## SOURCE DATA
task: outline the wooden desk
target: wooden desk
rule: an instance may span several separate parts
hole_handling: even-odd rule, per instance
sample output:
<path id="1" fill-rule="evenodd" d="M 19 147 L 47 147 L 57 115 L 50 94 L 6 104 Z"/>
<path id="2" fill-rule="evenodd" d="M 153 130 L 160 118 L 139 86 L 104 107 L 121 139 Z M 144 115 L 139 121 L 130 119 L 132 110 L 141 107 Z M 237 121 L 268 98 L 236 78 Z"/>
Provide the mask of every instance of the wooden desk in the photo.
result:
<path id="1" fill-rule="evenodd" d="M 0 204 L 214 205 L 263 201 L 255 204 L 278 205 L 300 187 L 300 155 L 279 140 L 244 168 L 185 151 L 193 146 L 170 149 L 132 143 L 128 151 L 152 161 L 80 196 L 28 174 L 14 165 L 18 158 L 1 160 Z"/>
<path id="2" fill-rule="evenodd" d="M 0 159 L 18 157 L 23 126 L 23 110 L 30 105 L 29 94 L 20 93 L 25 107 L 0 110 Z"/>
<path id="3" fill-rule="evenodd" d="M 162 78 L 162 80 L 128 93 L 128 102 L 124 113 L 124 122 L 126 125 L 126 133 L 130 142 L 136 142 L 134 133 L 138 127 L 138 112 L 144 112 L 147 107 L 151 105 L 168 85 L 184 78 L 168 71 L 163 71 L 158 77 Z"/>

## EXERCISE AIM
Rewrite every line of the entries above as a numbered list, leaving out any blank lines.

## TASK ANSWER
1. task: outline the wooden desk
2. target: wooden desk
3. rule: an instance may span several separate parts
4. hole_handling: even-odd rule, per instance
5. sample output:
6. <path id="1" fill-rule="evenodd" d="M 19 147 L 47 147 L 57 115 L 50 94 L 6 104 Z"/>
7. <path id="2" fill-rule="evenodd" d="M 153 130 L 160 118 L 139 86 L 104 107 L 121 139 Z M 144 115 L 139 121 L 130 119 L 132 110 L 141 107 Z M 237 121 L 268 98 L 236 78 Z"/>
8. Provide the mask of every instance of the wooden desk in the photo.
9. result:
10. <path id="1" fill-rule="evenodd" d="M 0 204 L 214 205 L 263 201 L 255 204 L 278 205 L 300 187 L 300 155 L 279 140 L 244 168 L 185 151 L 193 146 L 170 149 L 132 143 L 128 151 L 152 161 L 80 196 L 28 174 L 14 165 L 18 158 L 1 160 Z"/>
11. <path id="2" fill-rule="evenodd" d="M 0 159 L 18 157 L 23 126 L 23 110 L 30 105 L 29 94 L 20 93 L 25 107 L 0 110 Z"/>
12. <path id="3" fill-rule="evenodd" d="M 162 78 L 162 80 L 128 93 L 128 102 L 124 113 L 124 122 L 126 125 L 126 133 L 130 142 L 136 142 L 134 133 L 138 127 L 138 112 L 144 112 L 147 107 L 151 105 L 168 85 L 184 78 L 168 71 L 163 71 L 158 77 Z"/>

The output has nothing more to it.